▶ **Text block**

- - - -

Studio album by Lucy Spraggan
- Released: 20 October 2011
- Recorded: 2011
- Genre: Pop
- Length: 35:19
- Label: Independent

Lucy Spraggan chronology
|  | Top Room at the Zoo (2011) | Join the Club (2013) |

= Top Room at the Zoo =

Top Room at the Zoo is the debut independently released album by the English singer-songwriter Lucy Spraggan. It was released in the United Kingdom on 20 October 2011. The album includes the song "Last Night", which she performed at The X Factor auditions in 2012.

==Background==
Originally, Spraggan released the album independently in the United Kingdom on 20 October 2011. After she sang "Last Night" at The X Factor auditions, the album peaked to number 2 on iTunes but the album had to be removed upon request of the producers of The X Factor due to a rule change. She was told to take down her album and informed that all other X Factor contestants that year had also been banned until the show was over, in order to give them the same level of exposure. In an interview, Spraggan said a short-lived romance with an older woman of 27, when she visited America at the age of 18, inspired the majority of her album's lyrics.

- - - -

▶ **Record excerpts**
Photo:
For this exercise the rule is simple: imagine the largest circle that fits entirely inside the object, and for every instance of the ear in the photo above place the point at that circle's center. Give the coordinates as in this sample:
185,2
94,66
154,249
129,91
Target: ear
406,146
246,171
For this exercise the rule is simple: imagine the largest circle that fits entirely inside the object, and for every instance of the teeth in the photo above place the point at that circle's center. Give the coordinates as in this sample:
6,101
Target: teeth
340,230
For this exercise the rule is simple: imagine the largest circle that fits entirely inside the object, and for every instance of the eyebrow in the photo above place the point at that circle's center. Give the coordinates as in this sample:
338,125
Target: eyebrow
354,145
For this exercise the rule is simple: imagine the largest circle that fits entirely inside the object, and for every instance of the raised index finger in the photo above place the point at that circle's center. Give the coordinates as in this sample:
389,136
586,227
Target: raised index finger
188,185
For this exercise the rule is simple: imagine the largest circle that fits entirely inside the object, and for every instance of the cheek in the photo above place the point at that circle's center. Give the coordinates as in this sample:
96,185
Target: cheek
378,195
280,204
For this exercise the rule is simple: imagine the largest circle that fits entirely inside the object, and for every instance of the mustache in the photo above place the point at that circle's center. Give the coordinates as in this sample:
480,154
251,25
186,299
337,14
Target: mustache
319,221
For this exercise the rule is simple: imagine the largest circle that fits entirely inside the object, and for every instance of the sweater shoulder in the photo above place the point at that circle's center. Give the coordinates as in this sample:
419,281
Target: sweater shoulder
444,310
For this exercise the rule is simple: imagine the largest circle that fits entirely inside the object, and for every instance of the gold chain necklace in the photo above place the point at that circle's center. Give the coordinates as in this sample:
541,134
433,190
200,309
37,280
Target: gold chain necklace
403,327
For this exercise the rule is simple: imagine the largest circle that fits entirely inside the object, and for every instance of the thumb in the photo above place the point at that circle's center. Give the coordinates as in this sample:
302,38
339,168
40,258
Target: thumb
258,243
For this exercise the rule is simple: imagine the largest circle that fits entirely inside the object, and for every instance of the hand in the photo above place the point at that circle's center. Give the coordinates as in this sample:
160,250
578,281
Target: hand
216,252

- - - -

Continue the article on the album Top Room at the Zoo, beginning directly after its last sentence.

▶ **The reply**
==Track listing==

| No. | Title | Length |
|---|---|---|
| 1. | "Someone" | 2:26 |
| 2. | "Butterflies" | 2:38 |
| 3. | "91" | 3:35 |
| 4. | "Last Night" | 2:09 |
| 5. | "You're Too Young" | 4:23 |
| 6. | "Join the Club" | 2:07 |
| 7. | "In a State" | 2:46 |
| 8. | "Summer '08" | 4:00 |
| 9. | "'Til Death" | 3:30 |
| 10. | "Let Go" | 4:10 |
| 11. | "Paper Dreams" | 3:35 |

==Chart performance==
On 29 August 2012, the album was at number 7 on the Official Chart Update despite the album being removed from iTunes. On 30 August 2012, the album entered the Irish Albums Chart at number 72. On 2 September 2012, the album entered the UK Albums Chart at number 22.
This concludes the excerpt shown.